Hintergrund • Wert-Preis-Tool

Gibt es eine einfache Formel für die Wert-/Preisberechnung?

Vielleicht ist es naiv, aber ja, tatsächlich gibt es eine Methode für eine schnelle Wert-/Preiseinschätzung von Porzellan, welches in großer Serie oder als Massenware hergestellt worden ist, die recht gut funktioniert. Hier die dazugehörenden Eigenschaften für die Bewertung:
  • Hersteller (Renommee),
  • Alter,
  • Zustand,
  • Nachfrage,
  • Maße der Form.
Mit diesen Zutaten lässt sich durchaus eine Wert-/Preiseinschätzung durchführen.
  • Renommee: Der Bekanntheits- und Beliebtheitsgrad eines Porzellanherstellers gibt oftmals den Preisbereich vor. Die berühmtesten Hersteller sind die Porzellanmanufaktur in Meissen, KPM in Berlin, die Porzellanmanufaktur Nymphenburg oder die Porzellanmanufaktur Allach und ähnliche Firmen. Die Porzellanfabrik Rosenthal in Selb oder vergleichbare Hersteller bilden eine zweite Gruppe. Eisenberger Porzellanfirmen schaffte nur in ihrer Bestphase für wenige Jahre ein hohes Niveau, lag sonst aber über dem Niveau von Massenwarenherstellern wie beispielsweise die Porzellanfabrik Kahla.
    Stete Bedingung ist, dass die Porzellanscherben immer auch das Markenzeichen (Porzellanmarke) des Herstellers tragen müssen.
  • Das Alter des Porzellans ist oftmals auch ein gleichzeitiger Hinweis auf die Häufigkeit. Vor 1870 wurde Porzellan nicht industriell hergestellt und damit gibt es Massenware erst ab 1870. Tatsächlich ist relativ viel altes Porzellan in Sammlungen vorhanden – die tatsächlich existierende Menge ist nur unbekannt. Seit Jahren nehmen die Angebote (in Richtung Überangebot) an altem Porzellan deutlich zu – und der Preis fällt entsprechend.
  • Der Zustand eines Porzellanstückes ist für die Wert-/Preisbestimmung wesentlich.
    Leichte oder deutlich sichtbare Gebrauchsspuren oder sichtbare Schäden ist meist die korrekte Wortwahl für die Zustandsbeschreibung bei gebrauchtem und »gefühlt unbeschädigtem« Gebrauchsporzellanen. Sichtbare Gebrauchsspuren oder schlimmer Schäden können sein:
    • herstellungsbedingt: sichtbare Unförmigkeit/Verformung, abgesenkter Spiegel, Glasurlücken, Brandriss, Brandfleck, Verfärbungen u.a.

[Einträge zum Zeigen und Beschriften]
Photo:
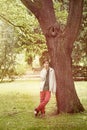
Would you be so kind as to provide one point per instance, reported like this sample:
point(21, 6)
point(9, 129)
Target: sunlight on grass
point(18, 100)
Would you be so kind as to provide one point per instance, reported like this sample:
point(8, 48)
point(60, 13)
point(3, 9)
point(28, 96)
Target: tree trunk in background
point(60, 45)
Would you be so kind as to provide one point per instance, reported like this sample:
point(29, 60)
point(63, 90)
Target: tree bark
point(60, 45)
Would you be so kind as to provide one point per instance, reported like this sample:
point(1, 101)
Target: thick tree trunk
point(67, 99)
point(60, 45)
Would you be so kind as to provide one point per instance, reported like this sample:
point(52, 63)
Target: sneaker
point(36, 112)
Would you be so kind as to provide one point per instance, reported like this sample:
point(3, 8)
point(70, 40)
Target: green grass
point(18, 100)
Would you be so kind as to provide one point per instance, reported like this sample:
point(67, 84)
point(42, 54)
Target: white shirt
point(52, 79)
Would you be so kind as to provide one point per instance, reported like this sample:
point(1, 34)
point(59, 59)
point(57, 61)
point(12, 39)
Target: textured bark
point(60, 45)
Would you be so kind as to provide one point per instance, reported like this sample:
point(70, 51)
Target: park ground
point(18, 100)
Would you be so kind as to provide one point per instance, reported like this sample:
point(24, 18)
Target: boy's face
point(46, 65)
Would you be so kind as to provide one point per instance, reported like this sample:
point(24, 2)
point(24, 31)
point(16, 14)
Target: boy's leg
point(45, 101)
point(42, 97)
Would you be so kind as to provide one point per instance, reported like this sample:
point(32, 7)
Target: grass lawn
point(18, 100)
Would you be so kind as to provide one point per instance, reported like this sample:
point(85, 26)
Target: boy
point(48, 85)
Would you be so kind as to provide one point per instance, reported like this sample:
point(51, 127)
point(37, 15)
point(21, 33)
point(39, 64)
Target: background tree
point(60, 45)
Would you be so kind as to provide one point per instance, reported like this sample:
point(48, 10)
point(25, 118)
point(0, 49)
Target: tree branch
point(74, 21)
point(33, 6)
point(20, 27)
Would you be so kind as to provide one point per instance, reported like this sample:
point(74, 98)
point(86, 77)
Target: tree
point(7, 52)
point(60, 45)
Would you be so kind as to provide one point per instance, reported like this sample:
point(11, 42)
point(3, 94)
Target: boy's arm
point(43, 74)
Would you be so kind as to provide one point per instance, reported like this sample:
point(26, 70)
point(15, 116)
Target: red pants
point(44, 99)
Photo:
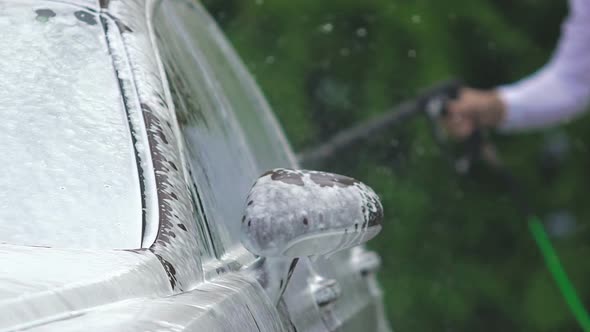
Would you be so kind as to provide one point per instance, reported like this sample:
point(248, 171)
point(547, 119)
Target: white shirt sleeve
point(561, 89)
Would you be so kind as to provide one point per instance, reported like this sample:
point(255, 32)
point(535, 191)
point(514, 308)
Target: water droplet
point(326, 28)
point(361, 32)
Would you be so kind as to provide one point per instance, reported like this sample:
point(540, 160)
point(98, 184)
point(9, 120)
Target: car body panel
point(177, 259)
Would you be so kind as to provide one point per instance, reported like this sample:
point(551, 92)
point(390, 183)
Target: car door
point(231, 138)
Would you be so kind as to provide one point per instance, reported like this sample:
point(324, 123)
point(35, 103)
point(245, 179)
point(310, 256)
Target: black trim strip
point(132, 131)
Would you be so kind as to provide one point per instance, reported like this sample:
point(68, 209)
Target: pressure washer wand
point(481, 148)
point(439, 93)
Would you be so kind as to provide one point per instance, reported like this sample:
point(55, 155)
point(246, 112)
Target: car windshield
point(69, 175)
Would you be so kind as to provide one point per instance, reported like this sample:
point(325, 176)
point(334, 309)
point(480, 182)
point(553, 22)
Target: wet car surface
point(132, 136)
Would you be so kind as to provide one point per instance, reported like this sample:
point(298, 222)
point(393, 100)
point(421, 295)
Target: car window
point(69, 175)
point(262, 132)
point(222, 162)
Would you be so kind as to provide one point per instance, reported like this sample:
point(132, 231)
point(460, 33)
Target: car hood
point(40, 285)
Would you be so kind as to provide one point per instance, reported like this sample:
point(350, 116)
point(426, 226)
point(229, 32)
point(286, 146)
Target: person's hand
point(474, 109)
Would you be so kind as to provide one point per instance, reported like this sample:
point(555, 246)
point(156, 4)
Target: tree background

# Aufgabe 1:
Ab welchem Jahr gibt es laut dem Textauszug zur Wert- und Preiseinschätzung von Porzellan Massenware?
# Aufgabe 2:
Setzen Sie den Textauszug zur Wert- und Preiseinschätzung von Porzellan im Anschluss an seinen letzten Satz fort.

# Erwartete Ausgabe 1:
Massenware gibt es erst ab 1870.

# Erwartete Ausgabe 2:
    • handhabungsbedingt: Dekorabrieb, Dekorausbleichung, Kratzer, Flohbisse o.ä.
    Bei noch deutlicheren Handbabungsschaden, namentlich Abplatzer (Chip), Glasurspinne, Sprung, starker Glasurabrieb oder Glasurbrand, ist das Teil nur noch als Belegstück geeignet und erzielt kaum noch einen zweistelligen Preis. In mehrere Teile zerbrochenes Porzellan ist an sich nichts wert, auch wenn das Puzzle vollständig sein sollte.
    Völlig intakte und unbeputzte Stücke sind deutlich begehrter als beschädigte, aber auch viel seltener. Kratzer in der Glasur (durch Messer oder Gabel) oder Glasurabrieb (durch Löffel) sind mindestens als Gebrauchsspur oder sogar als Schäden zu werten. Ob der Schaden bereits der Produktion entstand oder erst später ist nur gering bedeutend: Schaden ist Schaden.
    Die Zustandsbenennung ist sehr strikt anzuwenden und nicht ›wohlwollend positiv‹. Vorzüglich gilt nur für echt vitrinenverwahrtes Porzellan mit nachweislicher Qualitätsstufe ›Sonderklasse‹ und ohne reinigungsbedingte Spuren. Gut gilt nur bei Neuware in normaler Sortierqualität. Allerdings sind für einen Laien normale Sortierqualität und Porzellan mit kleinen Fehlern meist nicht unterscheidbar und Service wurden normalerweise nur in gemischter Qualität (II. bis IV. Wahl) ausgeliefert! Vgl. Eintrag im Glossar zur Sortierung – alternativ können für Eisenberger Porzellan auch die im Glossar genannten Preisklassen für eine Wertefindung angewendet werden.
  • Die vermutete Nachfrage bedeutet, den Markt einschätzen zu können, wie viele Nachfrager derzeit am Markt agieren bei zeitgleich vorhandenem Angebot. Dabei hilfreich sind bereits existierende Vergleichsangebote am Markt, insbesondere wenn ein Bietverlauf verfügbar ist.
    Bei der Einschätzungsstufe ›devotionalistisch‹ ist teils ein noch höherer Preis durch den Nachfrageüberhang ansetzbar.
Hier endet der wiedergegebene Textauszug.